*** SOURCE INFORMATION ***

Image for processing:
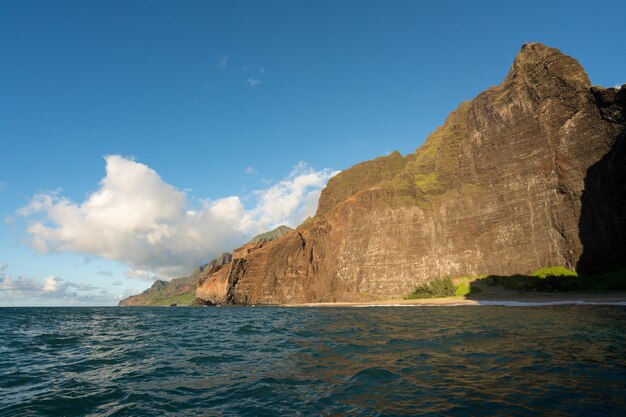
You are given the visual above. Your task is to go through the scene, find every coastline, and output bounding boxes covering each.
[286,292,626,307]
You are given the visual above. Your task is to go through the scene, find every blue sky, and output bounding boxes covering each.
[1,0,625,305]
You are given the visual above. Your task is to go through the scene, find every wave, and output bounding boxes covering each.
[2,305,626,415]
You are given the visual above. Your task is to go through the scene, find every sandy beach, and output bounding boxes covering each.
[287,292,626,307]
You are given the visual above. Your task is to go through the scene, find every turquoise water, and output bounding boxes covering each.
[1,306,625,416]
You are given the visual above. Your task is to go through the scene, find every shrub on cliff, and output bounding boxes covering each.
[406,278,456,299]
[454,281,482,296]
[530,266,578,278]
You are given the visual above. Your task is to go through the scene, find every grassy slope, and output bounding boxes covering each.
[248,225,293,244]
[143,292,197,306]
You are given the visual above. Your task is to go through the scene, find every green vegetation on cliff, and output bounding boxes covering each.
[405,278,456,299]
[405,277,482,299]
[454,281,482,297]
[248,225,293,244]
[479,266,626,292]
[141,292,197,306]
[315,151,409,216]
[297,216,316,230]
[529,266,577,278]
[404,266,626,300]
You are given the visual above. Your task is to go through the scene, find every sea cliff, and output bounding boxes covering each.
[122,43,625,306]
[195,43,625,305]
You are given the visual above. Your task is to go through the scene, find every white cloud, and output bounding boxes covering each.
[124,269,163,282]
[217,54,230,68]
[18,155,338,280]
[241,162,338,234]
[247,78,261,87]
[244,166,258,175]
[42,275,61,292]
[0,266,121,306]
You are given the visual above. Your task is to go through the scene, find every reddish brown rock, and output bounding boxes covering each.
[194,258,234,304]
[196,43,625,305]
[119,252,232,306]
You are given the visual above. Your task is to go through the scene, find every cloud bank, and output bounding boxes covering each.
[0,264,122,306]
[19,156,337,279]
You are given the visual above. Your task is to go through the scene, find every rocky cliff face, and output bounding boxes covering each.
[118,253,232,306]
[120,226,293,306]
[194,43,625,305]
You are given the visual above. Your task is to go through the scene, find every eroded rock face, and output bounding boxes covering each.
[118,253,232,306]
[197,43,625,305]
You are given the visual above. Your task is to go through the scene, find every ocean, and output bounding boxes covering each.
[1,306,625,416]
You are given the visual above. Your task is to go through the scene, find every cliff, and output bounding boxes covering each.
[119,226,292,306]
[118,253,232,306]
[195,43,625,305]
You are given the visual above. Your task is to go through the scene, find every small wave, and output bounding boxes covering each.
[350,367,400,383]
[189,354,244,365]
[2,306,626,416]
[235,324,262,335]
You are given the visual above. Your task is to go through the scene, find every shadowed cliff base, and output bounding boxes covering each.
[466,267,626,295]
[577,88,626,275]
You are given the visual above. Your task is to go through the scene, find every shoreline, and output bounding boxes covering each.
[285,292,626,307]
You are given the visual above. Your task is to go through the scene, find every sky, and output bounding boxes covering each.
[1,0,625,306]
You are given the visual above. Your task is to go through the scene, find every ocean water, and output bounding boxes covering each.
[1,306,625,416]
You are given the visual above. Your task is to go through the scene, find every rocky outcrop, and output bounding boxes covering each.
[195,43,625,305]
[195,226,293,304]
[118,252,232,306]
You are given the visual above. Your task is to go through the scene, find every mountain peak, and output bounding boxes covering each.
[504,42,591,88]
[519,41,551,53]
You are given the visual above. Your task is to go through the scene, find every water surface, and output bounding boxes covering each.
[1,306,625,416]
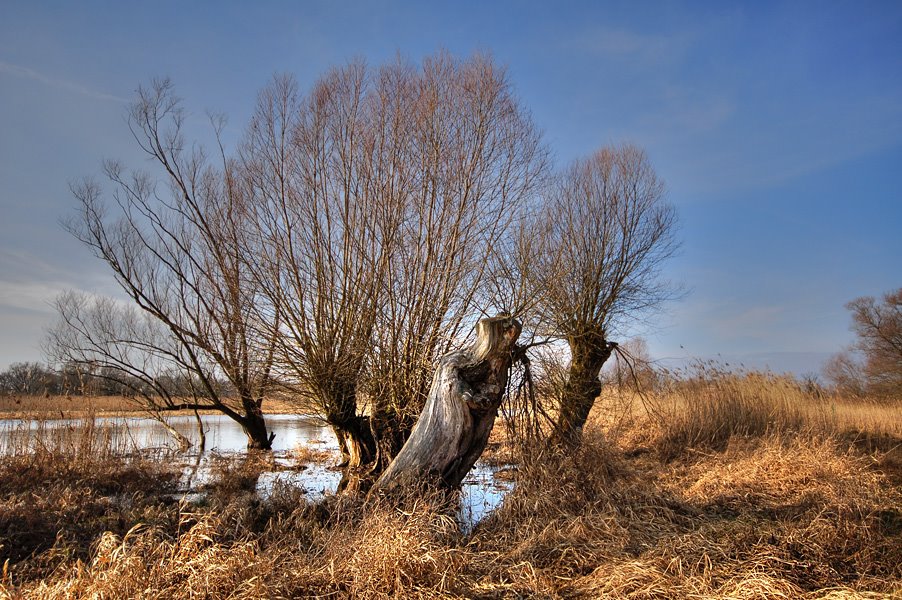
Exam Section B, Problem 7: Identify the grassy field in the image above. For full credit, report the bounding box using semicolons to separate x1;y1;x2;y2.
1;373;900;599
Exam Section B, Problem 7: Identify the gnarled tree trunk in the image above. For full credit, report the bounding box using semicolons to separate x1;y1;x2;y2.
552;336;618;446
372;316;521;493
240;397;275;450
331;415;376;469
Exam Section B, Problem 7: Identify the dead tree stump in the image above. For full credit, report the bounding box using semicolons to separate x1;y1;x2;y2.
371;315;522;493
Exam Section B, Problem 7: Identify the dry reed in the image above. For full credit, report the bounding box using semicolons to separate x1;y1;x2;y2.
1;373;900;599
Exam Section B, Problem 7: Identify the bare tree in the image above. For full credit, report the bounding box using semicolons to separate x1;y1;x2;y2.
65;79;278;449
363;52;547;468
823;350;867;398
46;291;204;450
0;362;56;396
603;337;659;392
522;144;679;445
243;65;404;469
243;53;546;474
838;288;902;399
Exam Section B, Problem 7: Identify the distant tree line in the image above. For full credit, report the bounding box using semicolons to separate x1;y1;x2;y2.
0;360;234;399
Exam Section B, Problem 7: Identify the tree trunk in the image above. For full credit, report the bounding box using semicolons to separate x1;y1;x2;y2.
331;415;376;469
369;408;414;473
241;397;274;450
371;316;521;494
553;337;617;446
158;416;193;452
193;408;207;452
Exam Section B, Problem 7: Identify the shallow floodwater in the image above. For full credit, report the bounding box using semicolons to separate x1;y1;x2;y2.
0;414;513;529
0;413;330;453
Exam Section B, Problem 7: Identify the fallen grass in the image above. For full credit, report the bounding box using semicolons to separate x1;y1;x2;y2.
1;372;900;598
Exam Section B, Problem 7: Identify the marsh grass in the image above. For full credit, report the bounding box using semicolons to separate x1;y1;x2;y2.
650;370;808;459
0;417;181;584
600;367;902;460
1;372;901;599
287;442;339;465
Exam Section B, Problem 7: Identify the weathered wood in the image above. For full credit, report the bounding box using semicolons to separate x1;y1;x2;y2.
371;315;522;493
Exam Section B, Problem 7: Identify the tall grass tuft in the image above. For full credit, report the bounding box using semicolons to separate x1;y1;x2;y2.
653;367;807;459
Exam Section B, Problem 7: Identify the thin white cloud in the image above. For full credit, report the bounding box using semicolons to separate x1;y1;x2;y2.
0;280;61;315
0;248;72;285
0;248;121;309
570;27;695;66
0;59;127;103
712;305;784;337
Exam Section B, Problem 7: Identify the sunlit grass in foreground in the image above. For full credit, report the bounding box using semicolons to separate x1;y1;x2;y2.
1;370;900;599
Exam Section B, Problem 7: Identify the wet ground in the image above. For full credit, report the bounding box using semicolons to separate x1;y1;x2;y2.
0;414;513;529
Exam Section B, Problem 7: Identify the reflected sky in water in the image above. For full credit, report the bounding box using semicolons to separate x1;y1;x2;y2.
1;414;512;530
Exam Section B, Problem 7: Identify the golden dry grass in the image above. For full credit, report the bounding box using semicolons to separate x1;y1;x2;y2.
287;442;339;465
603;370;902;458
1;373;901;599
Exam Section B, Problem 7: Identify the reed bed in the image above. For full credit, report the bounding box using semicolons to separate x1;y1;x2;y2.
1;373;900;599
0;417;181;586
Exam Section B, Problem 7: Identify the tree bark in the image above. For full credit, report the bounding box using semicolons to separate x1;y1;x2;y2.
553;337;617;446
371;316;521;493
241;397;274;450
369;408;414;473
331;415;376;469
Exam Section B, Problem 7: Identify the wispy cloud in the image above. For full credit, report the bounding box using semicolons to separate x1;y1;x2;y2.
712;305;785;337
0;59;127;103
666;299;789;348
638;85;736;135
0;281;62;316
569;27;695;66
0;249;119;312
0;249;71;316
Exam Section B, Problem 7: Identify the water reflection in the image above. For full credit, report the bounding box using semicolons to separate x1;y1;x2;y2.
0;414;512;529
0;413;334;454
459;466;515;533
257;465;342;502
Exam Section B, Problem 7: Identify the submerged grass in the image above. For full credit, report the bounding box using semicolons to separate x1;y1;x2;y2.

*** End of SOURCE INFORMATION ***

WHAT IS REQUIRED:
Each line above should be set down exactly as written, with pictures excluded.

RESPONSE TO THIS EXERCISE:
Image for processing:
You are given the visual above. Your task is to go through the scene, find every coastline, and output bounding boxes covering each.
[286,292,626,307]
You are given the visual above. Your task is to go through the scene, find every blue sky, and output bounding boxes covering each.
[1,0,625,305]
You are given the visual above. Your task is to go through the scene, find every wave, and output bounding boxes covering each.
[2,305,626,415]
You are given the visual above. Your task is to go through the scene, find every sandy beach, and output bounding boxes covering each.
[287,292,626,307]
You are given the visual above. Your task is to go through the scene, find every turquoise water, and output bounding boxes covering each.
[1,306,625,416]
You are given the visual above. Your task is to go through the scene, find every shrub on cliff, and output bounding boxes covering each.
[406,278,456,299]
[454,281,482,296]
[530,266,578,278]
You are given the visual above. Your task is to go through the scene, find every grassy slope, and output bounding boxes covering each.
[248,225,293,244]
[143,292,197,306]
You are given the visual above. Your task is to go through the scene, find every green vegetation on cliff, and output bounding boxes covering each.
[405,278,456,299]
[405,277,482,299]
[454,281,482,297]
[248,225,293,244]
[479,266,626,292]
[141,292,197,306]
[315,151,409,216]
[297,216,316,230]
[529,266,577,278]
[404,266,626,300]
You are given the visual above. Your task is to go through the scene, find every sea cliff, and output bounding boxes covering each.
[122,43,625,306]
[195,43,625,305]
You are given the visual above. Your task is to go through the scene, find every white cloud, and output bounding boxes covering each.
[124,269,163,282]
[217,54,230,68]
[18,155,338,280]
[241,162,338,234]
[247,78,261,87]
[244,166,258,175]
[42,275,61,292]
[0,266,121,306]
You are given the visual above. Your task is to go through the scene, find every reddish brown rock, and output bounding boxes covering each.
[194,258,234,304]
[196,43,625,305]
[119,252,232,306]
You are given the visual above. Your task is to go through the scene, find every cloud bank, and output bounding boxes covering each.
[0,264,122,306]
[19,156,337,279]
You are given the visual above. Your task is to go through the scene, find every rocky cliff face, and output bounding boxes covering each.
[118,253,232,306]
[120,226,293,306]
[194,43,625,305]
You are given the visual above. Your task is to go through the scene, find every eroded rock face, and output bounding boxes covering each.
[118,253,232,306]
[197,43,625,305]
You are given the visual above. Your task is to go through the scene, find every ocean, and output bounding boxes covering each.
[1,306,625,416]
You are given the visual above. Your task is to go through the scene, find every cliff, and output bounding boxes covering each.
[119,226,292,306]
[118,253,232,306]
[195,43,625,305]
You are given the visual above. Your task is to go through the scene, find every small wave, and output bounding boxes covering each.
[350,367,400,383]
[189,354,244,365]
[2,306,626,416]
[235,324,262,335]
You are given the visual above. Your task is to go through the scene, find every shadowed cliff base, and output bounding boxes covering each.
[466,267,626,295]
[577,88,626,275]
You are given the visual above. Your task is to go through the scene, find every shoreline, and output bounding boxes covering each.
[285,292,626,307]
You are given the visual above. Your task is to go through the scene, find every sky, and output bounding boxes covering each.
[1,0,625,306]
You are given the visual above. Your task is to go through the scene, find every ocean water, and output bounding boxes covering each.
[1,306,625,416]
You are given the visual above. Your task is to go through the scene, find every rocky outcrop, and output bounding boxes covering each.
[195,43,625,305]
[195,226,293,304]
[118,252,232,306]
You are given the visual above. Your task is to go through the scene, find every mountain peak, and output bounding boxes covering each.
[504,42,591,88]
[519,41,551,53]
You are given the visual above. Your task is to go through the scene, find every water surface, and output bounding boxes covering each.
[1,306,625,416]
Exam Section B, Problem 7: Identify the grassy field in the image above. For full credit, report the bounding box using semicolons to separate x1;y1;x2;y2.
1;373;900;599
Exam Section B, Problem 7: Identify the gnarled tree trunk in the image above. For full credit, report the bounding box using semicolons to separate x1;y1;x2;y2.
552;336;618;446
372;316;521;493
240;397;275;450
331;415;376;469
Exam Section B, Problem 7: Identify the dead tree stump in the image above. For full credit, report the bounding box using semicolons to separate x1;y1;x2;y2.
371;315;522;493
Exam Section B, Problem 7: Identify the dry reed in the image above. For full credit, report the bounding box using semicolons to separate x1;y1;x2;y2.
1;373;900;599
Exam Section B, Problem 7: Identify the bare tree in the image above. For full credit, report the bounding box using semicolons to separate x1;y1;x2;y2.
65;79;278;449
363;52;547;468
823;350;867;398
46;291;204;450
0;362;56;396
603;337;659;392
522;144;679;445
243;65;404;469
243;53;546;474
838;288;902;399
Exam Section B, Problem 7: Identify the distant tree line in the image above. For full credit, report the bounding box using semicolons to separate x1;y1;x2;y2.
0;360;234;399
Exam Section B, Problem 7: Identify the tree trunk in the image above. For full credit, report the bounding box using semicolons to separate x1;y1;x2;y2.
331;415;376;469
369;408;414;473
241;397;274;450
371;316;521;494
553;337;617;446
158;416;193;452
193;408;207;452
Exam Section B, Problem 7: Identify the shallow floodwater in the image above. For full credit, report the bounding box using semicolons to separate x1;y1;x2;y2.
0;414;513;529
0;413;330;453
Exam Section B, Problem 7: Identify the fallen grass in the image above. For full credit, report the bounding box using semicolons to separate x1;y1;x2;y2.
1;372;900;598
Exam Section B, Problem 7: Identify the marsh grass in the image above. For full credit, report the bounding box using semicolons to separate x1;y1;x2;y2.
650;370;808;459
0;417;181;584
600;367;902;460
1;372;901;599
287;442;339;465
Exam Section B, Problem 7: Identify the weathered wood in the image above. For full credit, report the bounding box using semicolons to separate x1;y1;x2;y2.
371;315;522;493
Exam Section B, Problem 7: Identify the tall grass tuft in the image above. For full credit, report the bounding box using semicolons to separate x1;y1;x2;y2.
653;367;807;459
Exam Section B, Problem 7: Identify the thin white cloud in the image above. For full credit, report the bounding box using semicolons to separate x1;y1;x2;y2.
0;280;61;315
0;248;72;285
0;248;121;309
570;27;695;66
0;59;127;103
712;305;784;337
Exam Section B, Problem 7: Identify the sunlit grass in foreground in the image above. For full credit, report the bounding box using semicolons to separate x1;y1;x2;y2.
1;370;900;599
Exam Section B, Problem 7: Identify the wet ground in the image above. For full credit, report the bounding box using semicolons to separate x1;y1;x2;y2.
0;414;513;529
Exam Section B, Problem 7: Identify the reflected sky in water in the image above. For full credit, report the bounding box using semicolons to separate x1;y1;x2;y2.
1;414;512;530
Exam Section B, Problem 7: Identify the golden dry grass in the image above. For full credit, report the bounding box using semicolons to separate x1;y1;x2;y2.
287;442;339;465
603;370;902;458
1;373;901;599
Exam Section B, Problem 7: Identify the reed bed in the image above. For full credit, report the bounding box using semicolons to separate x1;y1;x2;y2.
1;373;900;599
0;417;181;586
Exam Section B, Problem 7: Identify the tree bark in the image above. For full credit, report the bounding box using semicolons to separate x1;y1;x2;y2.
553;337;617;446
371;316;521;493
241;397;274;450
369;408;414;473
331;415;376;469
Exam Section B, Problem 7: Identify the wispy cloud in the image above. For full credit, report the bounding box using semicolons to separate x1;y1;x2;y2.
712;305;785;337
0;59;127;103
666;299;789;348
638;85;736;135
0;281;62;316
569;27;695;66
0;249;119;312
0;249;71;316
Exam Section B, Problem 7: Identify the water reflection in the image above. For full credit, report the bounding box using semicolons to separate x1;y1;x2;y2.
0;414;512;529
0;413;334;454
459;466;515;533
257;465;342;502
Exam Section B, Problem 7: Identify the submerged grass in the image above. For full credit, report the bounding box using semicolons to separate x1;y1;x2;y2.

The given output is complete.